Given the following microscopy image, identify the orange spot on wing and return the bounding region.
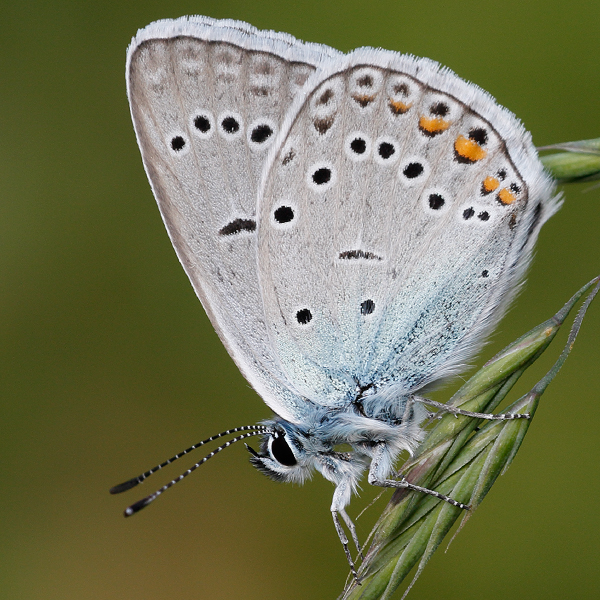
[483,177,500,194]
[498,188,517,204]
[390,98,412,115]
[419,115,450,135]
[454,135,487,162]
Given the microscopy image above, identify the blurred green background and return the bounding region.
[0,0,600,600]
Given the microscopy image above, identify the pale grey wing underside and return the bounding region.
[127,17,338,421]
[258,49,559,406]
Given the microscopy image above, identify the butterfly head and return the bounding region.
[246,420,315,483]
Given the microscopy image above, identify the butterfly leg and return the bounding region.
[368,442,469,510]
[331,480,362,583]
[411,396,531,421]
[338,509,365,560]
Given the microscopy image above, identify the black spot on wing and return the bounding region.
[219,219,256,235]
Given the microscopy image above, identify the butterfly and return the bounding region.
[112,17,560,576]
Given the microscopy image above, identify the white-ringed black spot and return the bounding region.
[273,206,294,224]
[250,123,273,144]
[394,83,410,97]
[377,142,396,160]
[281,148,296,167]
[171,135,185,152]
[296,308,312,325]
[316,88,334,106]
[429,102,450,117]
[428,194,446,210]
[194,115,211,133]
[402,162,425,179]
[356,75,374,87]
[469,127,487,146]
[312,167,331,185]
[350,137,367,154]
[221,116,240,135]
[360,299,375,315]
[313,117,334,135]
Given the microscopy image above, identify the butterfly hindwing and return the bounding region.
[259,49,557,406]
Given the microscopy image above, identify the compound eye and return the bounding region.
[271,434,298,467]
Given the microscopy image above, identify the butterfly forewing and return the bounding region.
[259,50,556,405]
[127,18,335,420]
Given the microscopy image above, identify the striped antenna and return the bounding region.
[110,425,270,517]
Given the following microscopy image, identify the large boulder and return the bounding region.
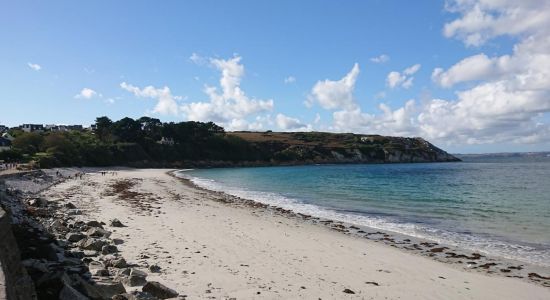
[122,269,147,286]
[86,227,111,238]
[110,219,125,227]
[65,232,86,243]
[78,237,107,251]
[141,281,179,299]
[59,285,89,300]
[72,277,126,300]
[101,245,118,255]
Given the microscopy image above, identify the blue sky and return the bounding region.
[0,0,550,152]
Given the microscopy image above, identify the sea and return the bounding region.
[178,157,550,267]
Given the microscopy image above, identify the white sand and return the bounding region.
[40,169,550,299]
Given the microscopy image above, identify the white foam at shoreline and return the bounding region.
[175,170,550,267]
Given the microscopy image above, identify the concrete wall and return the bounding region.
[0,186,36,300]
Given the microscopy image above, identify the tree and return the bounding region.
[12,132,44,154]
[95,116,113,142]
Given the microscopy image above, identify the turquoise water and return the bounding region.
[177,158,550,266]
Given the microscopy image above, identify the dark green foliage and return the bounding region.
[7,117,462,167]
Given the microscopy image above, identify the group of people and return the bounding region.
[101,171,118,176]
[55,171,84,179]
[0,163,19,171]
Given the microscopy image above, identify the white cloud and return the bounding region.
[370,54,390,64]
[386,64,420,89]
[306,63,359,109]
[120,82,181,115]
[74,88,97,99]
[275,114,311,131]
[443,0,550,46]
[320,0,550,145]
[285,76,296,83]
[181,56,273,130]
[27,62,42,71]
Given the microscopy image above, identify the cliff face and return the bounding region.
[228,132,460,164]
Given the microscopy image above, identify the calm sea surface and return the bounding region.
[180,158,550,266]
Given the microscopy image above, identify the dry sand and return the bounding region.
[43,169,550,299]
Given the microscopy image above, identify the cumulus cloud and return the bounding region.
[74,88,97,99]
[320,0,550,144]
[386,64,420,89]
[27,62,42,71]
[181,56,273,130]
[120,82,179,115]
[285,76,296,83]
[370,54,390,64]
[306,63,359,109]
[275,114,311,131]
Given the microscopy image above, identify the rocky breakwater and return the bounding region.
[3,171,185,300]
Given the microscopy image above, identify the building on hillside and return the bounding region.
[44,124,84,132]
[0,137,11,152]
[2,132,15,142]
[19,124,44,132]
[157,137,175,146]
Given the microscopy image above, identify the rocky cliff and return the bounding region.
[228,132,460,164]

> GIVEN PROBLEM
Recast all the data above as a two-column CSV with the headers input and output. Give each row one piece of wording and the coordinates beneath it, each in a single quoted field with line breaks turned into spaces, and omit the pictures.

> EXERCISE RESPONSE
input,output
"Given the following microscopy image, identify the orange spot on wing and return the bounding region.","[483,177,500,194] [498,188,517,204] [390,98,412,115] [419,115,450,135] [454,135,487,162]"
"Given the microscopy image above, identify the blurred green background and return the bounding region.","[0,0,600,600]"
"Given the microscopy image above, identify the pale grey wing underside and return the bounding region.","[127,17,338,421] [258,49,559,406]"
"Given the microscopy image above, identify the butterfly head and return the bounding region.","[246,420,315,483]"
"Given the microscopy image above, identify the butterfly leg and return the bounding region.","[368,442,469,510] [331,480,362,583] [411,396,531,421] [338,509,365,560]"
"Given the microscopy image above, identify the black spot on wing and return the bounding region.","[219,219,256,235]"
"Given the microscopy image above, identify the butterfly and return the bounding region.","[112,17,560,576]"
"Given the microscopy image above, identify the white-ringed black spot and return the bounding region.","[273,206,294,224] [250,123,273,144] [394,83,410,97] [377,142,396,160] [281,148,296,167] [171,135,185,152] [296,308,312,325] [316,88,334,106] [429,102,450,117] [428,194,446,210] [194,115,211,133] [402,162,425,179] [356,75,374,87] [469,127,487,146] [312,167,331,185] [350,137,367,154] [221,116,240,135] [360,299,375,315] [313,117,334,135]"
"Given the microscopy image above, identify the butterfly hindwing and return the bounding region.","[259,49,557,406]"
"Given the microscopy image above, identify the compound eye and return the bounding region.","[271,434,298,467]"
"Given the microscopy image above, identify the butterfly forewing and return the bounding region.","[259,50,556,405] [127,18,335,420]"
"Given the microscopy image above, identify the striped antenna and return the bounding region.","[110,425,270,517]"
"Given the following microscopy image, identify the large boulder and return the bounding region.","[122,269,147,286] [86,227,111,238] [110,219,125,227] [65,232,86,243] [78,237,107,251] [141,281,179,299] [59,285,89,300] [72,277,126,300] [101,245,118,255]"
"Given the microscopy image above, identify the blue sky and return the bounding region.","[0,0,550,152]"
"Given the microscopy image above, identify the sea and return the bounding region.","[178,157,550,267]"
"Given the microscopy image above, identify the white sand and return the bounding region.","[40,169,550,299]"
"Given the microscopy image above, identify the white foam at shoreline and return the bounding region.","[175,170,550,267]"
"Given the microscopy image above, identify the concrete wall and return the bounding region.","[0,186,36,300]"
"Given the microscopy image above, identify the tree and return the bounding region.","[12,132,44,154] [95,116,113,142]"
"Given the microscopy image above, identify the turquoise water and return the bounding region.","[177,158,550,266]"
"Given the microscopy image above, identify the dark green foliage and return the bounding region.","[7,117,462,167]"
"Given the microscopy image above, identify the group of people and return the bounding region.","[101,171,118,176] [55,171,84,179] [0,163,19,171]"
"Given the microscopy image above, identify the white cloud and return the bounding region.","[370,54,390,64] [386,64,420,89] [306,63,359,109] [120,82,181,115] [74,88,97,99] [275,114,311,131] [443,0,550,46] [320,0,550,145] [285,76,296,83] [181,56,273,130] [27,62,42,71]"
"Given the microscopy image above, identify the cliff face and return the bounding region.","[228,132,460,164]"
"Given the microscopy image above, identify the calm sea surface and return the bounding region.","[180,158,550,266]"
"Given the microscopy image above, identify the dry sand and return the bounding region.","[43,169,550,299]"
"Given the microscopy image above, identify the cumulus cloud and return the bounding region.","[74,88,97,99] [320,0,550,144] [386,64,420,89] [27,62,42,71] [181,56,273,130] [120,82,179,115] [285,76,296,83] [370,54,390,64] [306,63,359,109] [275,114,311,131]"
"Given the microscopy image above, identify the rocky breakwater and return the bounding region.","[3,171,185,300]"
"Given the microscopy image above, identify the building on hillside and return the bounding region.","[44,124,84,132] [0,137,11,152] [2,132,15,142] [19,124,44,132] [157,137,175,146]"
"Given the microscopy image above, identify the rocky cliff and return the bounding region.","[228,132,460,164]"